── PROVIDED INFORMATION
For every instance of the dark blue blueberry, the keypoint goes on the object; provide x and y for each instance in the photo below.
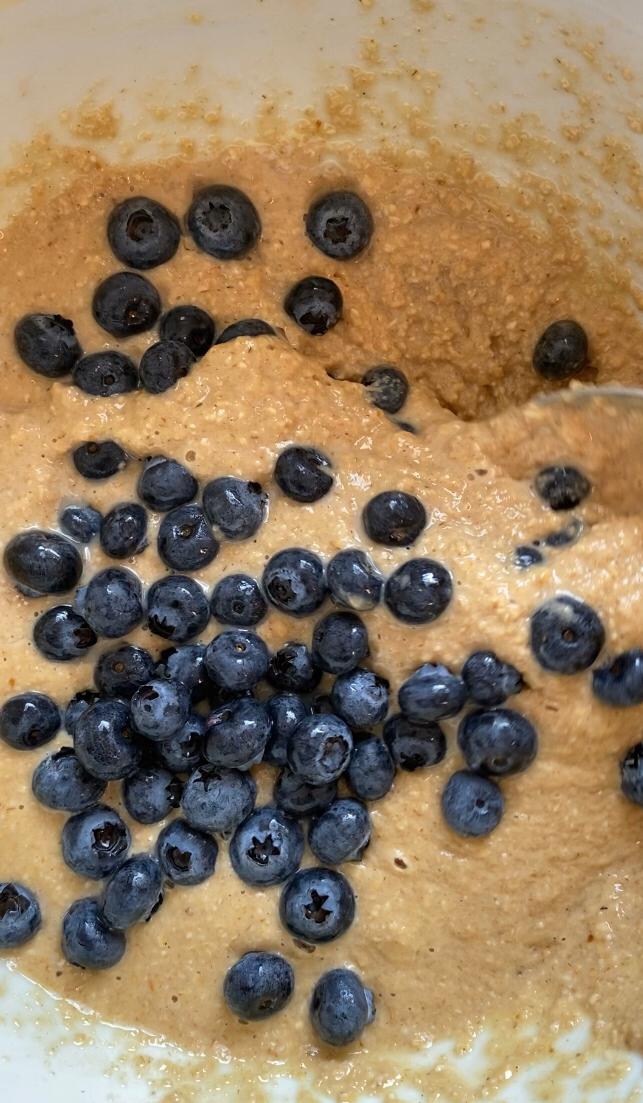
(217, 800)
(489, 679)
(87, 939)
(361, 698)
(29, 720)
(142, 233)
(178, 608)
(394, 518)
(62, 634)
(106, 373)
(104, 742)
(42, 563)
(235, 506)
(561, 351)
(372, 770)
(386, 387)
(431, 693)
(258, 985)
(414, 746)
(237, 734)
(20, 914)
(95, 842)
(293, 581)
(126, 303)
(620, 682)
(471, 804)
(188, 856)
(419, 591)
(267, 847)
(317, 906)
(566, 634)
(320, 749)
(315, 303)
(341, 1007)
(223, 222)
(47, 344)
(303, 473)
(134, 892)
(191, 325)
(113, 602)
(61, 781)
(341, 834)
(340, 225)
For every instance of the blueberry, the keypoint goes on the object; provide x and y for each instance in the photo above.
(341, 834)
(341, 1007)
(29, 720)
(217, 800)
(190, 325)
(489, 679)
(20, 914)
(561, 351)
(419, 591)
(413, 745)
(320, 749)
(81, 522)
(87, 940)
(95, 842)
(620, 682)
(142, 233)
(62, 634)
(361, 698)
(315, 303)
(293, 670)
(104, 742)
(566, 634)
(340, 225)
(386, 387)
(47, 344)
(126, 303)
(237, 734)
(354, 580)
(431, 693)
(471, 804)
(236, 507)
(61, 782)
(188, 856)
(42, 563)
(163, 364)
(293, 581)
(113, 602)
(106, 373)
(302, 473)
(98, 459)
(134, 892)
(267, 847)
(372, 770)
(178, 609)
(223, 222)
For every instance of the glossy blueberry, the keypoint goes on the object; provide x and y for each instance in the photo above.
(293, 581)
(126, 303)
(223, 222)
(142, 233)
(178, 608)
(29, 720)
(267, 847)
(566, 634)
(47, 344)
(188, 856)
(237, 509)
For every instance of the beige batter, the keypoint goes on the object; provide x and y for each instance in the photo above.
────
── PROVIDED INFORMATION
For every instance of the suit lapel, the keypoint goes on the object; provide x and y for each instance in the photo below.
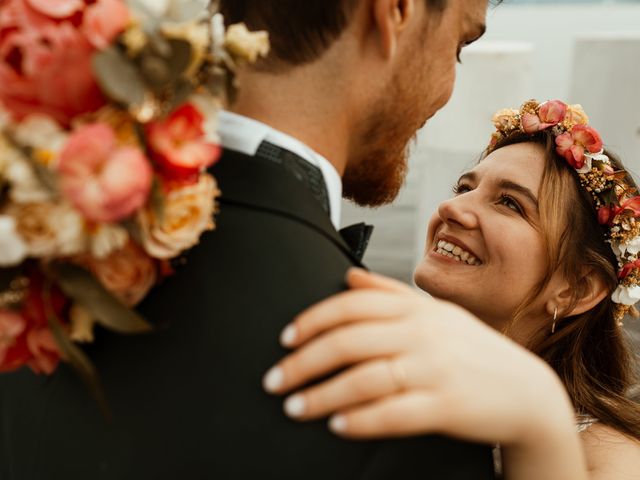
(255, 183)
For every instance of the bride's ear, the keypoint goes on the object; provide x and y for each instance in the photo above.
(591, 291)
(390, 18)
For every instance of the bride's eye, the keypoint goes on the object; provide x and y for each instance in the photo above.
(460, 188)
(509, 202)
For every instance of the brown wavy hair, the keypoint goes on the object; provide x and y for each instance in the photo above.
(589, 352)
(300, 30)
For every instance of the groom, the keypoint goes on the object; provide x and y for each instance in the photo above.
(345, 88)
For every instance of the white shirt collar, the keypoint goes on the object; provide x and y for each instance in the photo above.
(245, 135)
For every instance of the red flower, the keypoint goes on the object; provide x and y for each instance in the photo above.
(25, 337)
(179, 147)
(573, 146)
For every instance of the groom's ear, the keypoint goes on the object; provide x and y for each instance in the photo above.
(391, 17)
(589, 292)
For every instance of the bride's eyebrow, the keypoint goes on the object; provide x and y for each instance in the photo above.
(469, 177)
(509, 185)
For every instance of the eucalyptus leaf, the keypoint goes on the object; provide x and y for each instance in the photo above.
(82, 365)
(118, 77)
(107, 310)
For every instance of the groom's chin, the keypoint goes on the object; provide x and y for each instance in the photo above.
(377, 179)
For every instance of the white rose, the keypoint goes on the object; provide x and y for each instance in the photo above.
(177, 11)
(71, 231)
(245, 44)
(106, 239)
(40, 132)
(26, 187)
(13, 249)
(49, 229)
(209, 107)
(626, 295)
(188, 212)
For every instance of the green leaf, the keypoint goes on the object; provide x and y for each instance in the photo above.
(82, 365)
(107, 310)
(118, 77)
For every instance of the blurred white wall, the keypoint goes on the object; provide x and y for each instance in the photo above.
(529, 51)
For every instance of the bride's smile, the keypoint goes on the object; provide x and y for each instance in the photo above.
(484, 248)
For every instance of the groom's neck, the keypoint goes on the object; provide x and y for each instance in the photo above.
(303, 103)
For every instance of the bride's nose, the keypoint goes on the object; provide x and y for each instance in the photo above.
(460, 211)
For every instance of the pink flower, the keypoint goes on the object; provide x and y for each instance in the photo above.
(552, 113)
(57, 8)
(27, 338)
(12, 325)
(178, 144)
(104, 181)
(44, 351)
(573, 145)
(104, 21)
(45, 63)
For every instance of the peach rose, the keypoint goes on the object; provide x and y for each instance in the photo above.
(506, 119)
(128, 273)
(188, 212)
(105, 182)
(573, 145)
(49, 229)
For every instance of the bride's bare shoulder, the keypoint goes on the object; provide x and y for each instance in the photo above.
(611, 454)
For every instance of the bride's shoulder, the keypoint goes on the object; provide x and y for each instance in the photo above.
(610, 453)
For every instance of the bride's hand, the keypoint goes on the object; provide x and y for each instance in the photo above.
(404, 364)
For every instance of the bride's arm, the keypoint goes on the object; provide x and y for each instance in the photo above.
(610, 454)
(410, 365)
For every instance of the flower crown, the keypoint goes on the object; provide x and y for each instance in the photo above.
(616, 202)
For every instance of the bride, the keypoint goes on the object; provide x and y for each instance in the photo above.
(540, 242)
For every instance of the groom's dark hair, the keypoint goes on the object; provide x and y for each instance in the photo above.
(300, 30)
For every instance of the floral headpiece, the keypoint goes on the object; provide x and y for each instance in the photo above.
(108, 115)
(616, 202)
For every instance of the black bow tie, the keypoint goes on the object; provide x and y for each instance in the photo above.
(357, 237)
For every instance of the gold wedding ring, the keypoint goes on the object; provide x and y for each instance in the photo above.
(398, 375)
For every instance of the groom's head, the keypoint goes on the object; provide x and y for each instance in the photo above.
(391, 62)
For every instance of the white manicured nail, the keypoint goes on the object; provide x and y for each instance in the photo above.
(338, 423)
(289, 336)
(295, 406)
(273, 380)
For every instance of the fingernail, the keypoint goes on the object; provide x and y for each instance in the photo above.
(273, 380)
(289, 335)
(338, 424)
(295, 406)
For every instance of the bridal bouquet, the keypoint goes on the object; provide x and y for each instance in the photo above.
────
INSTRUCTIONS TO FOLLOW: Please turn the part of the entries that opens with the line containing "For every instance of the flower" and closes with the line containing "For every instance of the bridal" into a Markdown table with the columns "No." and "Line", one numbered row per line, leaving out blank lines.

OUTPUT:
| No. | Line |
|---|---|
| 1 | For every instance of the flower crown, the keypoint goes on the object; provide x and y for each instance in the photo above. |
| 2 | (616, 202) |
| 3 | For every instance of the bride, the keypoint goes on the object; provide x and y for each instance in the photo above. |
| 4 | (540, 242) |
| 5 | For every instance of the groom's dark hair, the keypoint goes on the object; provide x and y for each instance in the photo above. |
| 6 | (300, 30) |
| 7 | For every instance of the floral headpiece, the keypoint goes on the object; provide x and y for each instance in the photo above. |
| 8 | (108, 115) |
| 9 | (616, 202) |
| 10 | For every instance of the black bow tie, the keypoint goes on the object; provide x and y for each instance in the photo above. |
| 11 | (357, 237) |
| 12 | For every instance of the gold wedding ring, the keypoint goes on the object; provide x and y for each instance in the photo above. |
| 13 | (398, 375) |
| 14 | For every instance of the groom's head, the keypoint goes on the object; provide x and y for each instance in the photo above. |
| 15 | (391, 62) |
| 16 | For every instance of the white manicured nail, the keypoint goes on the object; provide x and y for each instance in the photo above. |
| 17 | (338, 423) |
| 18 | (289, 336) |
| 19 | (295, 406) |
| 20 | (273, 380) |
| 21 | For every instance of the fingernail, the keypoint goes on the object; provide x and y for each instance in the photo above. |
| 22 | (273, 380) |
| 23 | (289, 335) |
| 24 | (338, 424) |
| 25 | (295, 406) |
| 26 | For every instance of the bridal bouquet, the keypoint goes on the object; provide x and y for each instance in the photo above. |